● DOCUMENT SECTION:
I noticed a huge difference in temperment between the Lamanchas and Nubians that our breeder had - her manchas were totally laid back and so quiet! Not so for the Nubians. She said she didn't really care for the Nubs either.
It's so good to get to know a semi-local! I'm kind of a renegade where we live.


----------



## tracyqh (Aug 9, 2010)

Me too. Everyone thought I was crazy when I decided to get goats. Now they are stopping by to see what is happening at the mini farm! :thumbup: We bought a LaMancha and a Apline this summer and the lady we got them from let me practice milking her other Alpine that she was currently using for her family. It was waaayyyy easier then I had thought. My cousin brought his Savanna buck over and he bred the LaMancha. She hasn't come back into heat, so I'm hoping she took. She'll be due Jan. 28th and I cannot wait!!!!  He has his new boer buck turned out with the Alpine right now, but he is only 7 mo. old and doesn't know what's up. Also, she is not coming into heat this early. I think I'm going to forget that cross and take her to an Alpine buck in London, Ohio in Nov. or whenever she comes in. Let me know about any bucklings your breeder has available. I'm also looking for a LaMancha buck. Black and tans are my favs.

I'm glad I found a "semi-homesteader" near me. :hi5:


----------



## milkmaid (Sep 15, 2010)

> Are "mini" bucks easier, harder, same difference to keep then their full size buddies?


By "mini," do you mean Nigerian dwarf too? I have a young Nigerian buck that is really gentle and friendly. He can be stubborn sometimes :wink: but only when I try to lead him (he wasn't broken to lead as a kid.) His small size makes him really easy to handle, and he's not the least bit mean. But he is still amazingly strong for his size!
Aside from his stubborn streak, he's as easy to care for as the does.


----------



## VickiH (Sep 24, 2010)

● TASKS TO PERFORM:
[1] Answer these questions using the goat forum thread:
(a) Which breed did the first poster's breeder keep that was totally laid back and quiet?
(b) On what date is tracyqh's LaMancha due?
(c) According to milkmaid, what makes the young Nigerian buck really easy to handle?
[2] Write the next part of the goat forum thread, beginning with the post by VickiH.
You won't need the entries to do this work.

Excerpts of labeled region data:

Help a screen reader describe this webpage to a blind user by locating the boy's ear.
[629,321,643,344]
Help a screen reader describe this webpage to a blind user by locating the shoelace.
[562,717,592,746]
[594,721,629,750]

● ANSWERS PER TASK:
[1]
(a) Lamanchas
(b) Jan. 28th
(c) His small size

[2]
Sounds so exciting to be expecting! I'll email you my breeder's info once I figure out if can do that yet. I haven't hit the minimum posts for PM's. Her website isn't kept up because she has 2 jobs right now and is too busy. When we visited she did have some bucklings but they may have gotten banded by now. I'll check for you, she's really nice. I don't think she has any full size, just the minis and Nigis. But she probably knows someone who does.


----------



## StaceyRosado (Oct 5, 2007)

Vicki just click the email link instead of the PM link in tracyqh's profile


----------



## VickiH (Sep 24, 2010)

Thanks!


----------



## tracyqh (Aug 9, 2010)

Vicki - See if she has anything that would be okay for my home farm. I think I would like a Nigi buck and a LaMancha. I'm totally stuck on the LaManchas.


----------



## VickiH (Sep 24, 2010)

I should be talking to her soon and I'll let her know you are looking.


----------



## mistyblue (Nov 13, 2008)

I love my mini-manchas, they have so much personalit in a small package. As far as a market for them, I believe that they are starting to catch on. I am in South Texas and have people waiting to get kids from me.

Which is wonderful in a way, but I just do not have enough does kidding this year to keep up with what I want to retain and what my customers want.


----------



## WalnutGroveFarm (Sep 27, 2008)

Hi if you are in W.C. House im about 45 minutes from you also. I live on the other side of Hillsboro, in Seaman, Ohio. I just sold the cutested little buck. Might have another one available after breeding season just aint sure yet. But its neat that im starting to see more people with goats around me, I was starting to think I was about the only one down this way. lol


----------



## tracyqh (Aug 9, 2010)

I'm not showing or anything like that. I just need a couple bucks to breed with so I can get milk. I want them to be correct and kind, but if they are lacking abit in the show pen, I'm fine with that. Keep me in mind if you want to sell. Do you know any LaMancha breeders that have some bucklings left over?


----------



## WalnutGroveFarm (Sep 27, 2008)

No I really dont know anyone that has any Lamanchas for sale, if I run across any I will let you know though.


----------



## Sweet Gum Minis (Oct 6, 2007)

I'm in SC but raising Nigerians & Mini-Manchas. I have one Lamancha doe who will be bred to a Nigerian. The rest are already minis. If you use a full sized doe and a Nigerian buck (which is safest for the doe) you may have to be creative for ways for the buck to reach her. Milk stand, hills etc to help. I had penned mine together and now I'm not sure if she was in heat and bred or if she wasn't. Can't wait to see those babies. 

We have three F1 does and two F2 does and two F1 bucks. Can't wait to see our new mini babies in the Spring!


----------



## tracyqh (Aug 9, 2010)

That is funny. We have some stumps in the pasture he could hop on! :ROFL: 

I keep tossing up the idea of bucks because there is only meat goats around me. Eventally, I would like to retain a doe or something, but I want it full dairy.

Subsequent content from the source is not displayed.